FRAGMENTO DEL DOCUMENTO:
>>

Por Juan Pin Vilar (CubaxCuba)
Cada santo tiene un pasado, y cada pecador tiene un futuro
Oscar Wilde
La Habana.- Soy muy cuidadoso cuando escribo sobre política porque lo hago de memoria, como si observara un juego de ajedrez y, tablero por medio, analizara una batalla. Si me equivoco describiendo la partida, seguramente el lector arribará a conclusiones apresuradas.
Lo primero que advierto es que los que mueven las piezas no son los verdaderos jugadores; son los que se ven; ellos apenas ejecutan una estrategia que ya está diseñada. Es probable que el que juegue con las blancas se vista de negro, y el que juegue con las negras se vista de blanco. Durante la partida, ambos cambiarán constantemente de posición, porque saben que, de no proteger a su rey, serán derrotados y les cortarán la cabeza. Para evitarlo, sacrifican los peones.
Jamás escribo sobre una partida a nombre de un bando, al servicio de un amigo o de un entrenador. Tampoco lo hago porque haya leído un libro de ajedrez, ni siquiera después de conocer lo que escribieron sobre la teoría del juego ciencia los ex campeones Bobby Fisher y Boris Spassky. Únicamente observo el desarrollo de la partida, la analizo y describo a mi manera, siguiendo mis propias experiencias.
Pertenezco a una generación que irrumpió en el escenario intelectual y creativo de su época estableciendo una conexión familiar con casi todas sus referencias intelectuales vivas ―excepto con Alicia Alonso, a la que no le gustaban los proyectos independientes. El resto de las «vacas sagradas» nos arropó como si fuéramos sus nietos.
Somos los primeros nacidos después de la revolución cubana, y toda la información que recibimos nos la transmitieron a través de las tecnologías y medios de la época; fundamentalmente la escuela, la radio, la televisión, la prensa, la literatura y el cine. No teníamos más. Conocimos las grandes obras del arte y la arquitectura, leyendo en la Biblioteca Nacional o mirando diapositivas que las profesoras proyectaban en la pared del aula. También fuimos los primeros que nacimos con un televisor en la casa, que sintonizaba dos canales, enlazados a diario minutos antes de empezar los noticieros, o cuando hablaba Fidel.
En esa época, lo difícil era conseguir la información, acceder naturalmente a ella, cotejarla con diferentes fuentes. No es como ahora, cuando en un instante cambia la vida de un ser humano porque puede ser visto en todo el mundo en tiempo real.
Nosotros creamos un puente entre ideologías muy contrapuestas, que nos condujo demasiado lejos, y demasiado rápido, a disputarle un espacio mayor al mismo poder que tenía encerrado el riquísimo abanico de propuestas y contradicciones que constituían nuestras tradiciones política e intelectual entre «lo revolucionario» y lo «no revolucionario». Esta simplificación es la que legitiman los colegas que, en lugar de acompañarnos durante la protesta frente al Ministerio de Cultura el 27 de noviembre del 2020, se encontraban en el interior de la institución para después repetir la narrativa del poder.

<<

FILAS:
>>

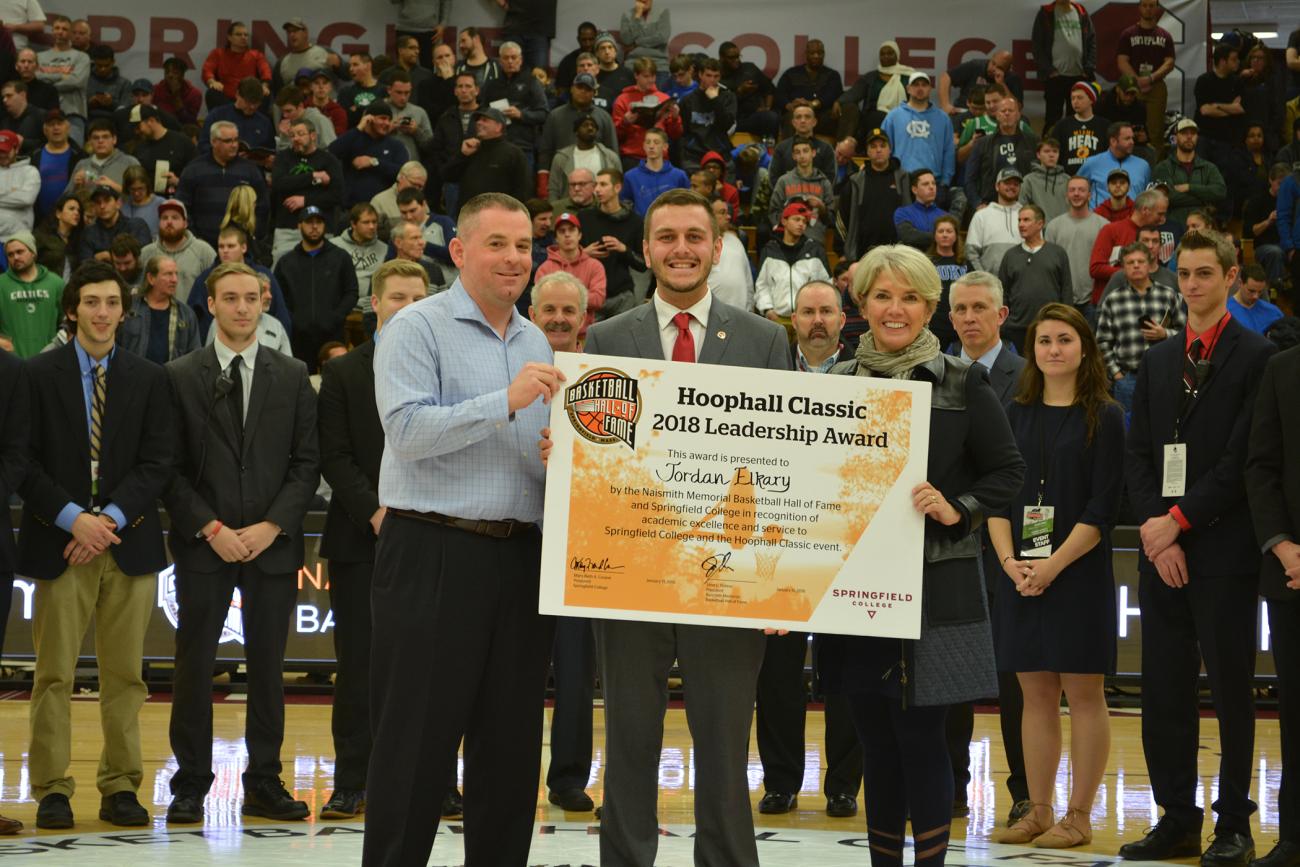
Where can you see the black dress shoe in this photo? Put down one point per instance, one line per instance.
(55, 811)
(1285, 854)
(185, 809)
(1229, 849)
(775, 802)
(453, 805)
(122, 809)
(571, 800)
(345, 803)
(841, 806)
(1164, 842)
(272, 801)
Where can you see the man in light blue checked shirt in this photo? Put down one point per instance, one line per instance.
(462, 382)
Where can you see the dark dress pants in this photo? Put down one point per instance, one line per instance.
(1285, 633)
(5, 597)
(1210, 619)
(350, 601)
(203, 598)
(573, 663)
(781, 718)
(719, 670)
(460, 653)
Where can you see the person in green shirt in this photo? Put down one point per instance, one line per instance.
(30, 299)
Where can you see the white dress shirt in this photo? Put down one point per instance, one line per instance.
(225, 355)
(668, 329)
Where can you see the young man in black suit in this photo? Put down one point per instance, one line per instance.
(100, 447)
(1199, 563)
(13, 469)
(1273, 485)
(351, 442)
(247, 468)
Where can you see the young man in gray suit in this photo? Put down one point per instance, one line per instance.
(720, 666)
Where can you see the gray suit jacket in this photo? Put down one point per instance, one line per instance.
(732, 337)
(1005, 375)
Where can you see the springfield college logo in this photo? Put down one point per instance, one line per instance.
(603, 407)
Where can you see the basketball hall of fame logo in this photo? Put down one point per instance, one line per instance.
(603, 407)
(230, 631)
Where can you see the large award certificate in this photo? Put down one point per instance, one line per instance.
(735, 497)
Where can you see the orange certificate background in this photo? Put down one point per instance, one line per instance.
(670, 529)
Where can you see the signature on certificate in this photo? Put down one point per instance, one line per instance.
(716, 564)
(592, 564)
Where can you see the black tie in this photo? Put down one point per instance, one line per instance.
(235, 401)
(1194, 355)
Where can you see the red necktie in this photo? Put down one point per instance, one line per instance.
(684, 350)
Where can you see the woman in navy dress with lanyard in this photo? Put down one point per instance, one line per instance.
(1056, 619)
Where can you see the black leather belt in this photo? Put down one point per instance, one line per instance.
(495, 529)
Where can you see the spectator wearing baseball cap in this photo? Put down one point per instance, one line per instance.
(176, 95)
(488, 163)
(1122, 103)
(369, 154)
(55, 160)
(107, 90)
(1082, 131)
(789, 260)
(300, 52)
(586, 151)
(20, 183)
(560, 126)
(871, 195)
(156, 143)
(1119, 206)
(1194, 182)
(20, 115)
(568, 255)
(1144, 56)
(230, 64)
(109, 222)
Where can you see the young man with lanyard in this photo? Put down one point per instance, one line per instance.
(1199, 562)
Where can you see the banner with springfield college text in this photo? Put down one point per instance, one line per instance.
(931, 35)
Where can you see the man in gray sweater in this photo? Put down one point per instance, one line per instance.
(1032, 273)
(68, 70)
(1077, 232)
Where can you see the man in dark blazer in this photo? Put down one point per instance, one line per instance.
(1273, 489)
(976, 311)
(13, 469)
(100, 449)
(247, 468)
(351, 441)
(683, 321)
(1199, 564)
(781, 707)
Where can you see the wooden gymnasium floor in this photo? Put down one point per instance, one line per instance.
(1122, 811)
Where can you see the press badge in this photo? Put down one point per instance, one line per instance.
(1175, 469)
(1036, 532)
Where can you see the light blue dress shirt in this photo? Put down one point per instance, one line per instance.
(451, 443)
(69, 512)
(987, 359)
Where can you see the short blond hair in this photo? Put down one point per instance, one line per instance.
(226, 269)
(397, 268)
(908, 264)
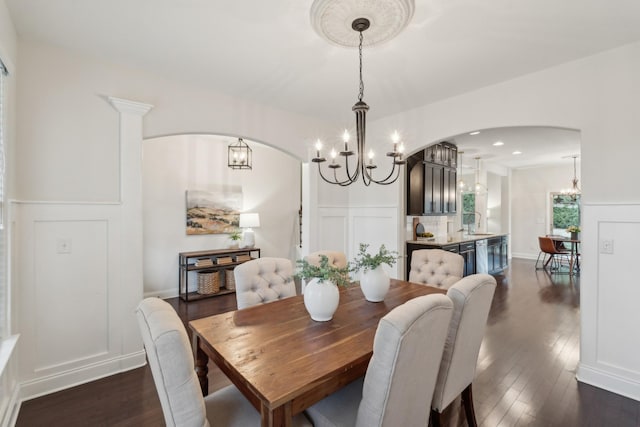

<<

TAREAS OBLIGATORIAS:
a. Según el artículo, ¿en qué fecha fue la protesta frente al Ministerio de Cultura?
b. Haz una lista con todos los medios por los que, según el artículo, les llegó la información a los primeros nacidos después de la revolución cubana.
c. Cita del artículo el trozo que empieza en "Somos los primeros" y acaba en "en tiempo real.".

RESPUESTAS POR TAREA:
a. El 27 de noviembre del 2020.

b. La escuela, la radio, la televisión, la prensa, la literatura y el cine.

c.
Somos los primeros nacidos después de la revolución cubana, y toda la información que recibimos nos la transmitieron a través de las tecnologías y medios de la época; fundamentalmente la escuela, la radio, la televisión, la prensa, la literatura y el cine. No teníamos más. Conocimos las grandes obras del arte y la arquitectura, leyendo en la Biblioteca Nacional o mirando diapositivas que las profesoras proyectaban en la pared del aula. También fuimos los primeros que nacimos con un televisor en la casa, que sintonizaba dos canales, enlazados a diario minutos antes de empezar los noticieros, o cuando hablaba Fidel.
En esa época, lo difícil era conseguir la información, acceder naturalmente a ella, cotejarla con diferentes fuentes. No es como ahora, cuando en un instante cambia la vida de un ser humano porque puede ser visto en todo el mundo en tiempo real.